TEXT EXCERPT
The responsibility of deduction of taxes is on withholding agents and in this respect primarily the authorised dealers in foreign exchange being the scheduled banks should deduct tax legitimately and strictly in accordance with the law. In the absence of rules or clarification, the authorised agent is to exercise reasonable prudence for the application of law in the discharge of his obligations.
There is no ambiguity as to the rates of tax chargeable on direct export proceeds on realisation by the bank at the rates prescribed in the First Schedule which is linked with the items specified in the Seventh Schedule of the Income Tax Ordinance, 2001.
This Schedule has simply used the broad headline whereby "textile madeups" fall in the category of 1% whereas "textiles" and "textile materials" are categorised at 1.25%.
In the absence of any definition of these words in any law or customs code, one has to rely on its dictionary meaning or its understanding in common parlance.
The word "textile" as per the judicial dictionary 13th Edition Butterworths reads.
"The word 'textile' is derived from Latin 'texere' which means 'to weave' and it means woven fabric. When yarn, whether cotton, silk, woolen, rayon, nylon or of any other description made out of any other materials is woven into a fabric what comes into being is a 'textile' and is known as such. Whatever be the mode of weaving employed, woven fabric would be 'textile'.
The activity of making carpets though it involves knotting, in substance, amounts to weaving and the carpet is a fabric which is woven. Thus, it comes within the meaning of the expression 'textiles'."
"The meaning of 'textile' as a noun is a fabric which is or may be woven, a fabric made by weaving, a woven fabric, or a material suitable for weaving, textile material [Shree Meenakshi Mills Ltd v Union of India (1974) 1 SCC 468 at 478, AIR 1974 SC 366].
Textile refers to cloths of fabrics produced by weaving, knitting, netting or branding and classified into silk, wool, etc in accordance with the fibre used. [1974 Tax LR 2145 (Mad) (DB)].

SUPPLIED MATERIAL

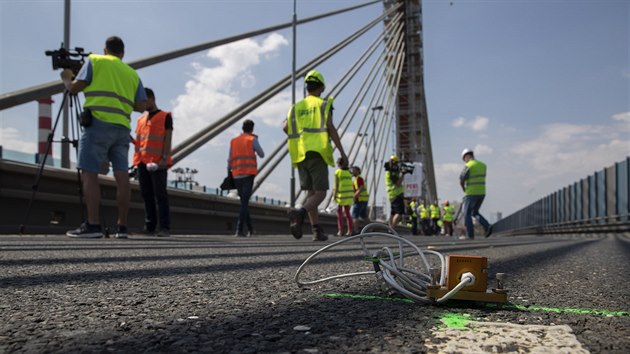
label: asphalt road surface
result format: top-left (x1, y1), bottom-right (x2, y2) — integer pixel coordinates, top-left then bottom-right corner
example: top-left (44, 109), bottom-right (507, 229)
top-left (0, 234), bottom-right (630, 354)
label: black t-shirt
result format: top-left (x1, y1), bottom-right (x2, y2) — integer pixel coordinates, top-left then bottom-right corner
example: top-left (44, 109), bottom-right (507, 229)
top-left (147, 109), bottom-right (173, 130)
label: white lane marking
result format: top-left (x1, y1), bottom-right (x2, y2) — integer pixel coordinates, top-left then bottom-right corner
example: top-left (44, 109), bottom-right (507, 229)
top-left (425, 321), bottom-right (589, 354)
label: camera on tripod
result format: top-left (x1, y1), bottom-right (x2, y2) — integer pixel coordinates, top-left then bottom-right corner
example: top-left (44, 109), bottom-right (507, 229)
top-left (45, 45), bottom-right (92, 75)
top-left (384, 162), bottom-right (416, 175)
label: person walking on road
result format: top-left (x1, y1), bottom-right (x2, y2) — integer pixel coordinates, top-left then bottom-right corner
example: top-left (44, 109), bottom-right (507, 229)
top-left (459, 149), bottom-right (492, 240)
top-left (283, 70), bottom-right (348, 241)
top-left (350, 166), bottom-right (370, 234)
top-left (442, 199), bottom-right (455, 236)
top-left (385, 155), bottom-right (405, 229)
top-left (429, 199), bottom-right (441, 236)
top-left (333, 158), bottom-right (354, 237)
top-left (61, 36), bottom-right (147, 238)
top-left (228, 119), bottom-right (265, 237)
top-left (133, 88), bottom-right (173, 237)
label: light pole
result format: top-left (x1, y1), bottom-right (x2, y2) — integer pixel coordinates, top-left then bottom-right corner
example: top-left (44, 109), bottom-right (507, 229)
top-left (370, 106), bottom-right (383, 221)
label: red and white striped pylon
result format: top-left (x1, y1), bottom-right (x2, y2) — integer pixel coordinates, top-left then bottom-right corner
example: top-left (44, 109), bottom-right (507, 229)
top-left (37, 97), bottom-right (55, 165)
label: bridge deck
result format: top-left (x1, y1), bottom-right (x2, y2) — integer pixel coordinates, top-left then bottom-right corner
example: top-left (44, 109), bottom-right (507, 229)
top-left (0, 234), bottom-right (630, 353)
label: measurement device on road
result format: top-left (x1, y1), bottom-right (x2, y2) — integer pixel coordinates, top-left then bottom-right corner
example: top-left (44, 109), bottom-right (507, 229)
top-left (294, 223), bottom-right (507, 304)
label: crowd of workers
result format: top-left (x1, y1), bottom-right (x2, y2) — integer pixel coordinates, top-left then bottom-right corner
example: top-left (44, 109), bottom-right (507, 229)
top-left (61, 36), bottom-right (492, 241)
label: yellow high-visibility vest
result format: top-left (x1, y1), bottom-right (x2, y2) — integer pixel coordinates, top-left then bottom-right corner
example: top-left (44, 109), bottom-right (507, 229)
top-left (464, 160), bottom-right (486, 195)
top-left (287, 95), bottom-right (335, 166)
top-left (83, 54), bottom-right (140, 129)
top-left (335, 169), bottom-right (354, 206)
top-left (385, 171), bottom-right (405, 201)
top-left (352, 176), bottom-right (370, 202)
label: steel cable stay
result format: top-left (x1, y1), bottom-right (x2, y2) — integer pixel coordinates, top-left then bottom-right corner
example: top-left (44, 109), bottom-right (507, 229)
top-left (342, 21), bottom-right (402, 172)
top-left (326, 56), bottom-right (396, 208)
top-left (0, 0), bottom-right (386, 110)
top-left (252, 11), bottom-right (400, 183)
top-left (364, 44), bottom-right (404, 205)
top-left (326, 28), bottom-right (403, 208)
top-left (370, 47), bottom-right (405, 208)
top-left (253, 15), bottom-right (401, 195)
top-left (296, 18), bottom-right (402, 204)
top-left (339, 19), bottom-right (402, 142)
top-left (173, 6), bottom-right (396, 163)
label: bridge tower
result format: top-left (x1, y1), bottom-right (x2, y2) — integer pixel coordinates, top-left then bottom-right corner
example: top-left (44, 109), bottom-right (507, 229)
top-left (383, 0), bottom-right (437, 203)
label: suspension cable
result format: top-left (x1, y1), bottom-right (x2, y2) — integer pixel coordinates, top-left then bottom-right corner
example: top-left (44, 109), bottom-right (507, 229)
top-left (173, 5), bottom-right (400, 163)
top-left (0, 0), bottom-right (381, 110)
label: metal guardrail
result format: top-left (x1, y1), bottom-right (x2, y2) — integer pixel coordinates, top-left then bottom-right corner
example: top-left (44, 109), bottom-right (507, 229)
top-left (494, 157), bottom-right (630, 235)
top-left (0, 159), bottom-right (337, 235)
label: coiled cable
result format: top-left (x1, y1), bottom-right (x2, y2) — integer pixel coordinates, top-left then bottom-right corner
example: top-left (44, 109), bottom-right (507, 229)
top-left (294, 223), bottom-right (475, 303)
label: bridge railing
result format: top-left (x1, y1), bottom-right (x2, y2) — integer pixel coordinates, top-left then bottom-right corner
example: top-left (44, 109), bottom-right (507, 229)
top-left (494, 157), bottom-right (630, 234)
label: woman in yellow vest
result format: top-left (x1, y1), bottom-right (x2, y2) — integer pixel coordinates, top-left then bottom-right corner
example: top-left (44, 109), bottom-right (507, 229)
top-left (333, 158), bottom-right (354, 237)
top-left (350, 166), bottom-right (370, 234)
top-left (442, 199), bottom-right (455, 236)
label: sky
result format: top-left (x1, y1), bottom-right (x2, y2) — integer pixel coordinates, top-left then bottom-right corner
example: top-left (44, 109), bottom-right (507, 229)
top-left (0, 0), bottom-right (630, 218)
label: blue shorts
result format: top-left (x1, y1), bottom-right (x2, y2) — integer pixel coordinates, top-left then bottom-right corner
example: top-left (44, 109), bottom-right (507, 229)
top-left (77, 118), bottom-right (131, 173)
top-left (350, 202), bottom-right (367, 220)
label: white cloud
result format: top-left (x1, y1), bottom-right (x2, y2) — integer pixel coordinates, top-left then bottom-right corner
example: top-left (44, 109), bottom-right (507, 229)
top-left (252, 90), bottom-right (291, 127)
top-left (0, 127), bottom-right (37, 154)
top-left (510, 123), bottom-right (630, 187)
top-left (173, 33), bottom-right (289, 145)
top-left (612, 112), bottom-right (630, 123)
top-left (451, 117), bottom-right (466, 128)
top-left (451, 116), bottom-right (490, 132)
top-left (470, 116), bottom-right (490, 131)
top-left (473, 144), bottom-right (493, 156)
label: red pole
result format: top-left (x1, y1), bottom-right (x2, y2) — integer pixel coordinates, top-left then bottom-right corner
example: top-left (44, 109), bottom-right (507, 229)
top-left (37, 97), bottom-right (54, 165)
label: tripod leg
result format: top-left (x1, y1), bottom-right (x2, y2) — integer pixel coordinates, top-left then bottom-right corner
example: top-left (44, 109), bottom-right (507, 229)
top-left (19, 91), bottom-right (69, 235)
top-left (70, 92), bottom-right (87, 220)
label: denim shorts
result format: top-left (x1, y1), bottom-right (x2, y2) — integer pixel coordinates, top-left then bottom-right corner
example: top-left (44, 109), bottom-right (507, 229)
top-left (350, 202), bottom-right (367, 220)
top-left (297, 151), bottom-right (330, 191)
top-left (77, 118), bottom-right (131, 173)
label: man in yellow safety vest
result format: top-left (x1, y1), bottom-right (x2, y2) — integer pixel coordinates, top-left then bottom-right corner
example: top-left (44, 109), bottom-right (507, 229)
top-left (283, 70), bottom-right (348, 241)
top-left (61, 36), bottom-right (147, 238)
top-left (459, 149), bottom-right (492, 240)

OBJECTIVE A
Reproduce the listing from its beginning through the line that contains "top-left (0, 234), bottom-right (630, 354)", leaving out the pictures.
OBJECTIVE B
Carry on the excerpt about how "textile" is defined for withholding tax from the point where it stops.

WRITTEN RESPONSE A
label: asphalt road surface
result format: top-left (x1, y1), bottom-right (x2, y2) — integer pixel coordinates, top-left then bottom-right corner
example: top-left (44, 109), bottom-right (507, 229)
top-left (0, 234), bottom-right (630, 354)

WRITTEN RESPONSE B
That the entire process from the receipts of the cotton or yarn to the final stage, when it is ready to go on to the market, should be included in what we call textile process.
The 'textile' would include every kind of cloth, whether made of cotton, wool, jute or silk, natural or artificial, which is a finished product, in accordance with the needs of human beings, who include all classes, who want very fine cloth and those who are satisfied with comparatively coarser kind and who include men and women."
The upshot of the above analysis is that woven fabrics and materials are chargeable to tax at 1.25% whereas for all textile made-ups, the prescribed rate is 1%.
It is pertinent to note that an indirect exporter is governed by the deeming provisions of law and for the material he supplies to the direct exporter, its classification is immaterial as such supplies are deemed as item of export by the direct exporter and the appropriate rate of deduction shall be the same as applicable to items of export by the direct exporter.
To be more precise, any fabric supplied under an SPO to an exporter of textile made-ups where such fabrics are used shall qualify the rate of 1% and not the rate of 1.25% applicable to fabrics, textile or textile materials.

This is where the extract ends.